**EXERCISE TASK**
Turn every line of the items below into a JSON list of strings, one string per line, skipping blank lines. Leave the pictures out of your answer.

** START TASK DATA **

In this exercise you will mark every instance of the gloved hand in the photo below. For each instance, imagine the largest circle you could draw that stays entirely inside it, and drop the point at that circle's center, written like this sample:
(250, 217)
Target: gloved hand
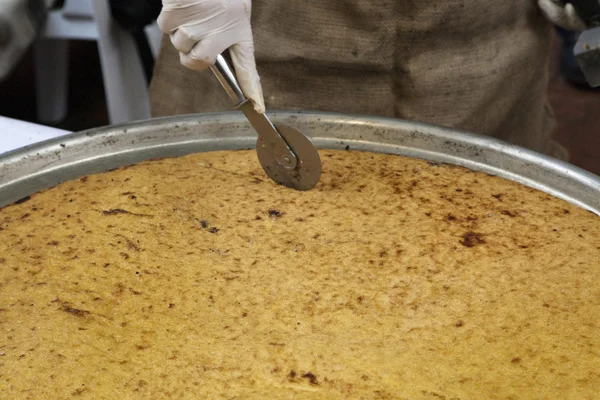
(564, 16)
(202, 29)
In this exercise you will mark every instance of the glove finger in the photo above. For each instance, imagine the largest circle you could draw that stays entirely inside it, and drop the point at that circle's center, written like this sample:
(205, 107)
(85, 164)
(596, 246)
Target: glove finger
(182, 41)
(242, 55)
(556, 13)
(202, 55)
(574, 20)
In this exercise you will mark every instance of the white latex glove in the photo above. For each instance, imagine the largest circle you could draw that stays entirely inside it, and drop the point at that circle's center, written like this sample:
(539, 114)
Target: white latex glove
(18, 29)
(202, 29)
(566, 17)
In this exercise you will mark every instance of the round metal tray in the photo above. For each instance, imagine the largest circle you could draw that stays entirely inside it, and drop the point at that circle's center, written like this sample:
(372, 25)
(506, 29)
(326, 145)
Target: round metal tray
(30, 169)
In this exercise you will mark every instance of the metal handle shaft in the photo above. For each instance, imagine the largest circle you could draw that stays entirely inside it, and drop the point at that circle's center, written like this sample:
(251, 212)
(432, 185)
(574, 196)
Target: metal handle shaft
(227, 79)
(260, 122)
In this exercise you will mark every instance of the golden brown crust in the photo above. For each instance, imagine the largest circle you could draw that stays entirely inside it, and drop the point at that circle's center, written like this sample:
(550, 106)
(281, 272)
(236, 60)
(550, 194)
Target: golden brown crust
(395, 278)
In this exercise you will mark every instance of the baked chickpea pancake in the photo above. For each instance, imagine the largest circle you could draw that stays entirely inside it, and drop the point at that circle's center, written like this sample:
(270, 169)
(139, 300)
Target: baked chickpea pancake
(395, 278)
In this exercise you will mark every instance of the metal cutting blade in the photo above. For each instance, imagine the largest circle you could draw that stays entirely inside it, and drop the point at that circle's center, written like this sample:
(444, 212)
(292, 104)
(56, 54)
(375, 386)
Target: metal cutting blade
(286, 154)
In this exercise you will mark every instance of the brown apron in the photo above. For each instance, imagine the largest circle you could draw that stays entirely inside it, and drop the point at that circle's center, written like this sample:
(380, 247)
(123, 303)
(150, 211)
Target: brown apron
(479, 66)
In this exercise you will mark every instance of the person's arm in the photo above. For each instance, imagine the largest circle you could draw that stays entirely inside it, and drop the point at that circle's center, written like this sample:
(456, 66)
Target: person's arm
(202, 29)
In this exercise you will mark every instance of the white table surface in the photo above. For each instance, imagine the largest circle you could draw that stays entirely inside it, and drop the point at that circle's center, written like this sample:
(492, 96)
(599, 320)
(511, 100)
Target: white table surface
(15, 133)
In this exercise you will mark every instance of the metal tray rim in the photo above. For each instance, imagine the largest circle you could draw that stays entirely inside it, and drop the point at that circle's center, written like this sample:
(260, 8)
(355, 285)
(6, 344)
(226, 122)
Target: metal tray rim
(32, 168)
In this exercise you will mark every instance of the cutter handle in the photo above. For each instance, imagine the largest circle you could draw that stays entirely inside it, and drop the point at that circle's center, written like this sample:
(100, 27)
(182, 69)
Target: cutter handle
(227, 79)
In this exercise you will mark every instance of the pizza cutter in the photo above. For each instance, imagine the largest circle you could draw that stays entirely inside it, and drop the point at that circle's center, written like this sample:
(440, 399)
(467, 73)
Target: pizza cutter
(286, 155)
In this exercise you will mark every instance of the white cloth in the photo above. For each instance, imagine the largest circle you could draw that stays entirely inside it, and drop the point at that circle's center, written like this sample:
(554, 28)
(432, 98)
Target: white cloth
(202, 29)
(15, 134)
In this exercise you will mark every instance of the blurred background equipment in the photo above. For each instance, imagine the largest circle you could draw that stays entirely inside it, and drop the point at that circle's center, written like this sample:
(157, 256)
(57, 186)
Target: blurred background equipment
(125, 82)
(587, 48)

** END TASK DATA **

**RESULT OF THE TASK**
[
  "In this exercise you will mark every instance of the gloved hand in the photo below. For each instance, imagine the largest circle you could draw that stays entirely inside it, and drop the point at that circle's center, written like this sample:",
  "(250, 217)",
  "Target: gloved hand",
  "(564, 16)",
  "(202, 29)",
  "In this exercise you will mark every instance of the glove finger in the photo above. For each instance, imagine the largest circle you could draw that stays entirely inside it, and drop the point at that circle's center, written like this sample:",
  "(205, 107)",
  "(85, 164)",
  "(596, 246)",
  "Target: glove finger",
  "(182, 41)",
  "(242, 55)",
  "(556, 13)",
  "(202, 55)",
  "(574, 20)",
  "In this exercise you will mark every instance of the white latex glove in the photo above. For each instance, imagine the largest circle you could draw that stays entirely inside it, and drop the point at that circle's center, written like this sample:",
  "(539, 114)",
  "Target: white latex glove",
  "(18, 29)",
  "(202, 29)",
  "(566, 17)",
  "In this exercise you will mark every instance of the round metal tray in the photo above. For each instance, imagine the largest circle you could draw that stays entirely inside it, and drop the point at that circle's center, written like this sample:",
  "(372, 25)",
  "(506, 29)",
  "(326, 145)",
  "Target: round metal tray",
  "(30, 169)",
  "In this exercise you will mark every instance of the metal handle shaft in the photo above. For each instance, imagine the largest circle you could draw that stays entirely inside it, and drop the point at that circle's center, written like this sample:",
  "(251, 212)",
  "(432, 185)",
  "(574, 196)",
  "Target: metal handle shaft",
  "(227, 79)",
  "(260, 122)",
  "In this exercise you will mark every instance of the golden brown crust in the photo above. For each instance, imagine the largest circle you could draw that stays entirely inside it, and drop the point at that circle's center, written like this sample:",
  "(550, 106)",
  "(281, 272)",
  "(236, 60)",
  "(550, 194)",
  "Target: golden brown crust",
  "(395, 278)",
  "In this exercise you will mark every instance of the baked chickpea pancake in the photo above. For each instance, imagine the largest circle you could draw that stays entirely inside it, and drop the point at that circle's center, written like this sample:",
  "(270, 169)",
  "(139, 300)",
  "Target: baked chickpea pancake",
  "(395, 278)",
  "In this exercise you will mark every instance of the metal cutting blade in the photo above. For each instance, imagine the largest circle you could draw that stays entirely inside it, and drop the point at that circle's center, written like this sample:",
  "(444, 212)",
  "(292, 104)",
  "(56, 54)",
  "(375, 386)",
  "Target: metal cutting blade",
  "(286, 154)",
  "In this exercise you will mark every instance of the brown apron in the photo above. For each instance, imagine the largest circle you could draw that stays entirely inside it, and drop the point at that circle's center, written like this sample:",
  "(380, 247)",
  "(123, 303)",
  "(150, 211)",
  "Target: brown apron",
  "(479, 66)",
  "In this exercise you will mark every instance of the person's arm in the photo above. For each instance, imagine the largest circle you could draw that stays entirely inside it, and drop the point at that circle's center, written like this sample:",
  "(456, 66)",
  "Target: person's arm",
  "(202, 29)",
  "In this exercise you will mark every instance of the white table surface in the photo above. For each instance, imagine the largest circle you could draw that stays entirely inside it, and drop the point at that circle's center, written like this sample:",
  "(492, 96)",
  "(599, 320)",
  "(511, 100)",
  "Target: white table surface",
  "(15, 133)",
  "In this exercise you will mark every instance of the metal tray rim in the photo above. For each instance, imagine the largest circle you could draw that stays entirely inside it, and drop the point at that circle's center, written like this sample:",
  "(260, 8)",
  "(355, 285)",
  "(6, 344)",
  "(226, 122)",
  "Target: metal tray rim",
  "(32, 168)",
  "In this exercise you will mark every instance of the cutter handle in the photo above. For each instance, imagine the largest circle you could draw that stays entirely inside it, and drop the point at that circle's center, written like this sample:",
  "(100, 27)",
  "(182, 69)",
  "Target: cutter handle",
  "(227, 79)",
  "In this exercise you will mark every instance of the pizza cutter in the photo above. For each instance, imagine the largest circle you could draw that stays entirely inside it, and drop the point at that circle's center, written like this sample:",
  "(440, 399)",
  "(467, 73)",
  "Target: pizza cutter",
  "(286, 155)",
  "In this exercise you will mark every instance of the white cloth in the photo above. For each instance, imagine the largest circle you could draw that stays entirely inside it, and drop the point at that circle's center, written like this sample:",
  "(554, 28)",
  "(432, 98)",
  "Target: white cloth",
  "(202, 29)",
  "(15, 134)",
  "In this exercise you will mark every instance of the blurred background equipment in the photo above. For each instance, imagine the largest circle you could draw that stays entirely inside it, and drop the point at that circle's center, written like this sample:",
  "(157, 256)",
  "(57, 186)",
  "Target: blurred background equipment",
  "(125, 82)",
  "(587, 48)"
]